• **TASK DESCRIPTION**
Nothing but the records, copied exactly and stripped of pictures, should be in the answer.

(Saved data entries)
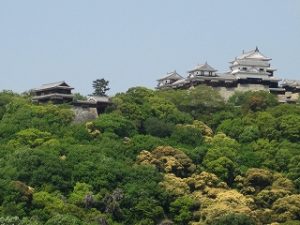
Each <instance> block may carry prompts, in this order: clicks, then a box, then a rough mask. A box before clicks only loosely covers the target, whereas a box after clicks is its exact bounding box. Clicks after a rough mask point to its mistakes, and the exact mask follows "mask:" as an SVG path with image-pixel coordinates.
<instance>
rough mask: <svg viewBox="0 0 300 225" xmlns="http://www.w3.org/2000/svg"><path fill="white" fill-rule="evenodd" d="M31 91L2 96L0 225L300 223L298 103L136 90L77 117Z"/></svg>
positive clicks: (299, 137) (116, 95)
mask: <svg viewBox="0 0 300 225" xmlns="http://www.w3.org/2000/svg"><path fill="white" fill-rule="evenodd" d="M103 90H105V89H103ZM103 94H105V92H101V95H103ZM76 96H77V99H83V97H82V96H80V95H76ZM29 97H30V94H28V93H27V94H24V95H17V94H14V93H12V92H7V91H4V92H1V93H0V168H1V169H0V225H1V224H5V225H12V224H14V225H25V224H26V225H42V224H46V225H52V224H55V225H56V224H58V225H59V224H70V225H87V224H90V225H108V224H109V225H110V224H112V225H121V224H124V225H132V224H137V225H155V224H160V225H162V224H166V225H167V224H168V225H171V224H179V225H186V224H189V223H201V224H213V225H219V224H220V225H226V224H229V225H231V224H232V225H239V224H246V225H247V224H249V225H252V224H255V222H257V223H258V224H271V223H274V222H280V223H282V224H287V225H288V224H295V225H296V224H298V222H297V221H296V220H298V219H299V209H300V205H299V194H297V193H299V191H300V169H299V168H300V164H299V162H300V144H299V138H300V110H299V105H296V104H295V105H287V104H280V105H278V103H277V102H276V101H274V96H272V95H270V94H268V93H265V92H254V93H253V92H247V93H237V94H235V96H233V97H232V98H231V99H230V101H229V102H228V103H225V102H224V101H223V100H222V98H221V97H220V96H219V94H218V93H217V92H215V91H213V89H211V88H208V87H202V86H198V87H196V88H195V89H191V90H164V91H153V90H150V89H147V88H143V87H135V88H131V89H129V90H128V91H127V92H126V93H120V94H117V95H116V96H115V97H114V98H113V100H112V101H113V102H114V105H112V106H111V107H109V109H107V112H106V113H104V114H101V115H100V116H99V118H97V119H96V120H93V121H90V122H88V123H80V124H74V123H72V121H73V117H74V115H73V113H72V111H71V110H70V106H67V105H60V106H57V105H51V104H45V105H34V104H32V103H31V102H30V98H29ZM195 119H196V120H195ZM253 219H255V222H254V221H253Z"/></svg>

• **SOLUTION TO THE PROBLEM**
Each <instance> block may carry prompts, in this order: clicks, then a box, then a rough mask. A box before clicks only loosely covers the target, whereas a box after clicks is its exact bounding box. Clicks after a rough mask point to its mistakes, and the exact mask follows "mask:" as an SVG path with image-pixel coordinates.
<instance>
rough mask: <svg viewBox="0 0 300 225" xmlns="http://www.w3.org/2000/svg"><path fill="white" fill-rule="evenodd" d="M31 91L2 96L0 225L300 223L298 103L136 90L77 117Z"/></svg>
positive clicks: (299, 137) (116, 95)
mask: <svg viewBox="0 0 300 225" xmlns="http://www.w3.org/2000/svg"><path fill="white" fill-rule="evenodd" d="M103 90H105V89H103ZM103 94H105V92H101V95H103ZM76 96H77V99H83V97H82V96H80V95H76ZM29 97H30V94H28V93H27V94H24V95H17V94H14V93H12V92H7V91H4V92H1V93H0V168H1V169H0V225H1V224H5V225H12V224H14V225H25V224H26V225H42V224H46V225H52V224H55V225H56V224H58V225H59V224H70V225H87V224H90V225H108V224H109V225H110V224H112V225H121V224H124V225H132V224H137V225H155V224H160V225H162V224H166V225H167V224H168V225H171V224H179V225H186V224H189V223H201V224H213V225H219V224H220V225H226V224H229V225H231V224H232V225H239V224H246V225H247V224H249V225H252V224H255V222H257V223H258V224H271V223H274V222H280V223H282V224H287V225H288V224H295V225H296V224H298V222H297V221H296V220H298V219H299V209H300V205H299V194H297V193H299V191H300V169H299V168H300V164H299V162H300V144H299V138H300V110H299V105H296V104H295V105H287V104H280V105H278V103H277V102H276V101H274V96H272V95H270V94H268V93H265V92H254V93H253V92H247V93H237V94H235V96H233V97H232V98H231V99H230V101H229V102H228V103H225V102H224V101H223V100H222V98H221V97H220V96H219V94H218V93H217V92H215V91H213V89H211V88H208V87H202V86H198V87H196V88H195V89H191V90H164V91H153V90H150V89H147V88H143V87H135V88H131V89H129V90H128V91H127V92H126V93H120V94H117V95H116V96H115V97H114V98H113V100H112V101H113V102H114V105H112V106H111V107H109V109H107V112H106V113H104V114H101V115H100V116H99V118H97V119H96V120H93V121H90V122H88V123H80V124H74V123H72V121H73V117H74V115H73V113H72V111H71V110H70V106H67V105H60V106H57V105H51V104H45V105H34V104H32V103H31V102H30V98H29ZM195 119H196V120H195ZM253 219H255V222H254V221H253Z"/></svg>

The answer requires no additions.